TEXTO PROPORCIONADO.
__________
La intersección entre la fe y la práctica

En oración y silencio, esta pequeña Escritura quedó grabada en mi corazón: «Quien se aferre a su vida, la perderá. Quien entregue su vida, la salvará».

Nací como Alexie Torres en los proyectos de viviendas públicas en el sur del Bronx, el distrito congresual más pobre de los Estados Unidos. Soy hija de inmigrantes adolescentes de Puerto Rico. Mi padre no tuvo hogar hasta que consiguió un trabajo como lavaplatos en una charcutería en el distrito de los teatros de Manhattan. Con el tiempo, mi padre fue ascendido a jefe de lavaplatos, luego a charcutero y, finalmente, a camarero. Conoció a mi madre en un baile de la iglesia y ella supo que él era el indicado. En dos años celebrarán su 50 aniversario de boda.

Mi padre nos hizo un hogar en nuevos proyectos de viviendas públicas en el sur del Bronx y fue una época maravillosa para mí de niña. Me encantaba mi hogar: la música, los sonidos y la cultura, y de niña no tenía ni idea de lo que estaba pasando a mi alrededor. En los años 70 las cosas realmente empezaron a cambiar. Algo terrible ocurrió en mi comunidad, lo que muchos de vosotros conocéis como la quema del sur del Bronx. Recuerdo que de niña me sentaba en mi radiador y miraba por la ventana del noveno piso y veía el humo. Todo mi vecindario, manzana tras manzana tras manzana, se incendió. Recuerdo el sonido de los camiones de bomberos que interrumpían las conversaciones a medida que se hacían más fuertes y se acercaban, y recuerdo el sabor acre del humo en mi garganta. Más tarde entendí que habría un plan de renovación urbana. Se pensó en una política llamada ‘reducción planificada’ en la que cerrarían las estaciones de policía y bomberos y los servicios públicos y, en última instancia, los residentes se marcharían y podrían simplemente derribar las cosas y reconstruir. Pero el sur del Bronx es el hogar de los más pobres de los pobres de esta nación, así que cuando cerraron las estaciones de policía y bomberos, las cosas se pusieron extremadamente horribles. La gente quería irse, así que los dueños de tiendas, casas y terrenos quemaban sus propias casas y propiedades, muchas veces con gente dentro, para poder cobrar el dinero del seguro e irse.
__________
SEGMENTO DE DATOS.
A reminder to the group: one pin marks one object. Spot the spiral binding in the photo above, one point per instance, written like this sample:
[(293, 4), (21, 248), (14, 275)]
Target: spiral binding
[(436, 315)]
__________
INSTRUCCIÓN DADA A. En el relato sobre el sur del Bronx, ¿dónde se conocieron los padres de la narradora?
INSTRUCCIÓN DADA B. Continúa el relato sobre el sur del Bronx a partir de su última oración.
Las líneas no tienen ningún papel en esto.

RESPUESTA A. En un baile de la iglesia.

RESPUESTA B.
Este es el legado que vi a finales de los años 70, así que no es una sorpresa que empezara a aprender pronto que la medida de mi éxito como una chica morena pobre sería lo lejos que pudiera llegar del gueto, de la pobreza y de la gente pobre. Me convertí en una joven activa y practicante en nuestra iglesia católica. Empecé a entender que el mundo no me vería como una hija de Dios llena de bondad y potencial, sino como una niña que era «desfavorecida» y «en riesgo». Era una lista de patologías y problemas que podían ocurrirles a los niños pobres. Imagina lo que se siente. Sé que esto no se hace necesariamente de forma intencionada, pero cuando esas etiquetas se te asignan todo el tiempo se convierte en una carga, e interiorizas esos pensamientos y sentimientos. Y muchos de nosotros todavía hoy enseñamos a los niños pequeños pobres que solo pueden tener éxito cuando escapan. Por supuesto, eso suena lógico. ¿No queremos que nuestros hijos salgan de la pobreza? ¿No queremos que sean de clase media y consigan buenos trabajos?

Pero hay una pequeña mentira subyacente en ese mensaje. Me fui de casa después de la escuela secundaria y realmente perseguí este sueño de cuidar de la número uno, asegurándome de que lo había logrado. Fui apoyada por mi familia e iglesia y me aseguré de convertirme en una historia de éxito y una estrella brillante. Pero descubrí en ese viaje que había dejado atrás mucho más que me hacía rica. Y sin embargo, personas como mi padre eran consideradas no valiosas o poderosas. Mi padre había sido ascendido a un trabajo en la ciudad como el encargado del mantenimiento en nuestros proyectos de viviendas públicas, y uno de sus trabajos era lavar la orina de las paredes de los ascensores y las escaleras.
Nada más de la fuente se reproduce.